ZADANIE PISEMNE
Dodaj 54 do każdej współrzędnej x i y, zaczynając od wiersza zawierającego "Could you please indicate the flagpole" i kończąc na ostatnim wierszu danych, oba włącznie. Przepisz w całości tylko te wiersze, z nowymi wartościami, a wcześniejsze pomiń.

⁂

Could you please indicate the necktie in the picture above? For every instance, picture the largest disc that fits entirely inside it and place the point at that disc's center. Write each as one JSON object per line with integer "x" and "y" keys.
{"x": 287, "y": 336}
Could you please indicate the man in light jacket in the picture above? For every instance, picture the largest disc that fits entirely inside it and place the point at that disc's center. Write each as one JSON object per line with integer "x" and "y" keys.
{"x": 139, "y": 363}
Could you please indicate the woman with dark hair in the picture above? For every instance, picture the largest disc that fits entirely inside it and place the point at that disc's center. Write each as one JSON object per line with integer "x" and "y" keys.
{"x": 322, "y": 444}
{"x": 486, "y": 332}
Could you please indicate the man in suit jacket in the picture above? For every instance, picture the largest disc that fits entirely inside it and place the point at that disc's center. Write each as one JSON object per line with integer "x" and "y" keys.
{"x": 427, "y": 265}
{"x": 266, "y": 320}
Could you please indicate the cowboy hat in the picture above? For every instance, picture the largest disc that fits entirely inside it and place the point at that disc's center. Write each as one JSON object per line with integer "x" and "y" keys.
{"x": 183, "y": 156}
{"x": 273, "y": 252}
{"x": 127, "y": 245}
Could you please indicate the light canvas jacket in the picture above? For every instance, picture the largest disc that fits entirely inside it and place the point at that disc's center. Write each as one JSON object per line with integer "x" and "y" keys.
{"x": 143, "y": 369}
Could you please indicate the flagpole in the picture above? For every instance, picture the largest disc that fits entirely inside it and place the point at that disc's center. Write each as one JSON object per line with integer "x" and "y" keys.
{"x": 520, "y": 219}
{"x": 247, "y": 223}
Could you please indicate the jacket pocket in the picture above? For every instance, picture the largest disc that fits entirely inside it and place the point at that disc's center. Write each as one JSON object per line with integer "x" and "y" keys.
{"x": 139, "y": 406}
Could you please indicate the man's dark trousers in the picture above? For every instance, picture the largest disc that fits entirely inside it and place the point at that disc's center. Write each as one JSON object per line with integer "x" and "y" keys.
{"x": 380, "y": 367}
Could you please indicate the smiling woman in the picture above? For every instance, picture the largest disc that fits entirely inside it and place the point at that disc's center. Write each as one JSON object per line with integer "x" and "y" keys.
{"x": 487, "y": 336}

⁂

ODPOWIEDŹ
Could you please indicate the flagpole in the picture above? For every instance, picture the largest disc that fits entirely inside it and place the point at that disc's center. Write each as one JSON object per line with integer "x" and "y" keys.
{"x": 574, "y": 273}
{"x": 301, "y": 277}
Could you please indicate the jacket pocket in the picture above? For every instance, picture the largest disc that fits entirely inside it and place the point at that disc's center. Write each as one JSON object per line with integer "x" and "y" keys.
{"x": 193, "y": 460}
Could you please indicate the man's dark trousers in the picture above? For every instance, picture the largest disc that fits entirely inside it and place the point at that disc's center. Write each as one JSON object per line with integer "x" and "y" keys.
{"x": 434, "y": 421}
Could you please indicate the smiling woman in the picture above? For every instance, picture the largest disc that fits entirely inside it and place the point at that disc's center. Write each as one JSON object per line with integer "x" and "y" keys.
{"x": 541, "y": 390}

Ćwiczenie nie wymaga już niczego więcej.